* What to produce: Starting at the line containing "A point falls on each instance of the church" and ending with the last of the items, switch "boat" to "vessel" and give those lines again with everything else unchanged.

* Data listing:
○ ○ ○ ○ ○ ○ ○

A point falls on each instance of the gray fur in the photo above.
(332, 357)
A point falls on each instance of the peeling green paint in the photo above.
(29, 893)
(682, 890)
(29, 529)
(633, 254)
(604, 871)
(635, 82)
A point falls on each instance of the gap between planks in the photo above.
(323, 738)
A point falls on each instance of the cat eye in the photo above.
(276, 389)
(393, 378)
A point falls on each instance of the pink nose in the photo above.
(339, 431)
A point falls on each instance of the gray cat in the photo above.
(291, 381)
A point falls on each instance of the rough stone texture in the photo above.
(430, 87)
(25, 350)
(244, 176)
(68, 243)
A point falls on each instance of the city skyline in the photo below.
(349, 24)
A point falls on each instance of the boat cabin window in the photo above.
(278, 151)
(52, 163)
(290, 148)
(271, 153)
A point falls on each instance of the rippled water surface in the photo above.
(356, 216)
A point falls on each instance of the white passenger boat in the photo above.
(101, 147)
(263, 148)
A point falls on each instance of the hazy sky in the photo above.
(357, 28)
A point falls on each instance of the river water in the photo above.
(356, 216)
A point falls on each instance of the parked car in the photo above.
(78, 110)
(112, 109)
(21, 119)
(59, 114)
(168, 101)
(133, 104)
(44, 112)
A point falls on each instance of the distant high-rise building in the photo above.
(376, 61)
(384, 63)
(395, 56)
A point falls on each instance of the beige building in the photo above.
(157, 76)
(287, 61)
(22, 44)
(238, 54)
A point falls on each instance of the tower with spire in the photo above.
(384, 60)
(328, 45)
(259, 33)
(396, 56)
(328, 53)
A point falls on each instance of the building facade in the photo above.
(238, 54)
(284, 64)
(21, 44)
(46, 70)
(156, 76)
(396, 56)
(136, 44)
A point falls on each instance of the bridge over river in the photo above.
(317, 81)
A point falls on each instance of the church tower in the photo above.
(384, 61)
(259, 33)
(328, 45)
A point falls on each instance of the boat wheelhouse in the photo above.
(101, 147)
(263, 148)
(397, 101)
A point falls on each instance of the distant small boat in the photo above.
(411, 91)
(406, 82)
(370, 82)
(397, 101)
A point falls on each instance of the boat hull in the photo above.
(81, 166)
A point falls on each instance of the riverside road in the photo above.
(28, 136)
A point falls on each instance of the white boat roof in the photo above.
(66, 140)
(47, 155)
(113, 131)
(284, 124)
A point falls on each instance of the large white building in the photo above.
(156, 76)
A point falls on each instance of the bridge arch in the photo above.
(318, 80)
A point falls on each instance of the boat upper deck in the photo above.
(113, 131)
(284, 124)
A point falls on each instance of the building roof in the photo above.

○ ○ ○ ○ ○ ○ ○

* Solution:
A point falls on each instance of the church tower in the photo above.
(384, 61)
(259, 33)
(328, 45)
A point falls on each instance of the vessel wheelhouse in the photo above.
(101, 147)
(263, 148)
(397, 101)
A point falls on each instance of the distant small vessel in the photo above.
(411, 91)
(406, 82)
(370, 82)
(397, 101)
A point falls on each instance of the vessel hull in the photo above.
(81, 166)
A point falls on each instance of the riverside road in the photo above.
(28, 136)
A point falls on each instance of the white vessel roof in the photo above.
(66, 140)
(47, 155)
(113, 131)
(284, 124)
A point falls on each instance of the large white building in the photo above.
(156, 76)
A point falls on each instance of the bridge arch in the photo above.
(318, 80)
A point falls on each instance of the vessel upper deck in the photo above.
(113, 131)
(284, 124)
A point falls on each instance of the building roof in the photo above.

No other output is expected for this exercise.